┌─ EXTRACTED ENTRIES
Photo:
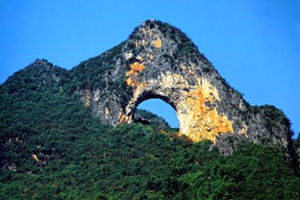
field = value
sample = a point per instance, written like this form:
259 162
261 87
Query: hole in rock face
159 108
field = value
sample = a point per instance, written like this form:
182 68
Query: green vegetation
52 148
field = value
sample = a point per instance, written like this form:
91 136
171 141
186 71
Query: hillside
60 138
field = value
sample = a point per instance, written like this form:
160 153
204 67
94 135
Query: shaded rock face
159 61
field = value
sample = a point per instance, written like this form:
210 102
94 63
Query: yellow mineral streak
244 130
200 122
133 73
35 158
106 112
157 43
87 100
140 58
124 118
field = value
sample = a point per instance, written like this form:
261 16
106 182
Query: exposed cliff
159 61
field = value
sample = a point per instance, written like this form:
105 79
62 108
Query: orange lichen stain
140 58
106 112
157 43
87 100
133 73
200 121
124 118
35 158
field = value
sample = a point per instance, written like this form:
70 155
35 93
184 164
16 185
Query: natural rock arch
159 61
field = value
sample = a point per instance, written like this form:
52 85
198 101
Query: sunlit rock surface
159 61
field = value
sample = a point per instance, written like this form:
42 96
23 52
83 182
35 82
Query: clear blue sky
255 45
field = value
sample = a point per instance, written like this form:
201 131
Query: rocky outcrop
159 61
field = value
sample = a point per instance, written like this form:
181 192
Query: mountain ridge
112 85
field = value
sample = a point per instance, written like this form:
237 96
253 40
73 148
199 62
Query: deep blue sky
255 45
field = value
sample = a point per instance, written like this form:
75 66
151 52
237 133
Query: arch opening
159 107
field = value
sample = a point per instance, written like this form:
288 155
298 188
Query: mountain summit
159 61
78 134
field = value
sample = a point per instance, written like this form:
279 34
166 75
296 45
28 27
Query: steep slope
159 61
53 148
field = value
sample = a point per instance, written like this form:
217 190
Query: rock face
159 61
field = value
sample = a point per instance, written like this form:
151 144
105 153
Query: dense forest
52 148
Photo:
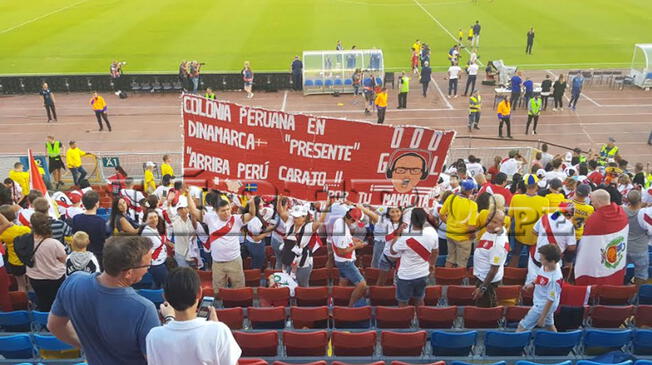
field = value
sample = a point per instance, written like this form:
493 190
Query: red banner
237 148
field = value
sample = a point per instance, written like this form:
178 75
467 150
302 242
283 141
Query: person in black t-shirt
48 102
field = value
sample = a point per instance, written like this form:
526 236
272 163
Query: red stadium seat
450 275
231 317
514 276
643 316
616 294
241 297
257 343
476 317
460 295
354 343
603 316
274 297
507 295
319 277
436 317
403 343
394 317
305 343
382 295
266 318
313 317
341 295
351 317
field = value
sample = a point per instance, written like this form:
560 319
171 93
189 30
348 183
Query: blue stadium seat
16 347
501 343
452 343
548 343
642 342
601 341
154 295
16 321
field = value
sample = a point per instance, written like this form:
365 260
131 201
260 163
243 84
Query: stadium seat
452 343
305 343
600 341
313 317
604 316
645 294
450 275
232 317
16 321
311 297
154 295
460 295
266 318
514 276
643 316
257 343
436 317
476 317
240 297
394 317
16 347
501 343
353 343
403 343
616 294
548 343
382 295
642 342
351 317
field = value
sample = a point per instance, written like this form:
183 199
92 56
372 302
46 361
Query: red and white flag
602 252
└─
PROBLEM DETAILS: Return every entry unchanged and skip the pictures.

SOLUTION:
Photo:
field = value
sample = a point per instance, written like this form:
259 162
261 87
Query: hole in rock face
159 108
field = value
sample = a point per instance, written like this form:
182 68
Query: green vegetation
52 148
field = value
sample = a point per instance, written like this form:
91 136
171 141
186 71
Query: hillside
60 138
field = value
sample = a point per instance, written like this form:
160 153
204 67
94 135
Query: shaded rock face
159 61
field = value
sample = a point per instance, written like this form:
210 102
94 63
Query: yellow mineral streak
244 130
200 122
133 73
35 158
106 112
157 43
87 100
140 58
124 118
field = value
sample = a point per instance, written like this form:
261 16
106 182
Query: exposed cliff
159 61
field = value
sample = a point per instance, written like this form:
105 79
62 108
Query: orange lichen stain
140 58
106 112
157 43
87 100
133 73
200 121
124 118
35 158
field = value
sample = a point per instance, written like this form:
70 155
35 93
184 164
16 185
Query: natural rock arch
159 61
field = value
sample = a point per instance, written like this form:
52 85
198 101
Query: sunlit rock surface
159 61
field = value
sample = a point per instance, written like this form:
42 96
23 52
83 182
35 82
Query: clear blue sky
255 45
field = value
sample = a point per instance, written like this form:
201 131
Query: rocky outcrop
159 61
field = value
sample = a point per instance, written like this form:
181 192
Query: mountain ridge
112 85
field = value
sample = a point per instance, written like this form:
237 96
253 40
73 148
199 62
Query: deep blue sky
255 45
field = value
sample = a point per instance, written like this form:
75 66
151 52
237 133
Query: arch opening
159 107
field = value
sample = a point per instance, written like this form:
288 155
298 188
Query: mountain summit
159 61
78 134
field = value
sample = a point per instance, written like this form:
279 34
166 75
296 45
28 27
Query: steep slope
159 61
53 148
field = value
sample = a point per instance, written like this form:
217 190
Query: rock face
159 61
field = value
sample = a point per instance, written like this form:
151 144
105 153
Query: dense forest
52 148
Photo:
field = value
sample = a point per instance, written like this form:
493 190
Query: red banner
237 148
field = value
sample = a point per instance, written like this form:
178 75
467 150
302 242
283 141
Query: person in black t-shirt
48 102
field = value
sample = a point per instance, written like this form:
526 236
272 163
Query: red stadium seat
450 275
231 317
514 276
643 316
616 294
241 297
257 343
476 317
460 295
354 343
603 316
274 297
507 295
319 277
436 317
403 343
394 317
305 343
382 295
266 318
313 317
341 295
351 317
field = value
sample = a point per instance, written like this form:
560 319
171 93
189 30
348 183
Query: blue stadium seat
16 347
501 343
452 343
548 343
642 342
601 341
154 295
16 321
field = value
sample = a point per instance, written like this form:
365 260
131 201
260 163
243 84
Query: stadium seat
452 343
305 343
600 341
313 317
604 316
645 294
450 275
232 317
16 321
311 297
154 295
460 295
266 318
514 276
643 316
257 343
436 317
476 317
240 297
394 317
16 347
501 343
353 343
403 343
616 294
548 343
382 295
642 342
351 317
field = value
sample = a point per instance, written like this form:
183 199
92 56
372 302
46 361
Query: red and white flag
602 252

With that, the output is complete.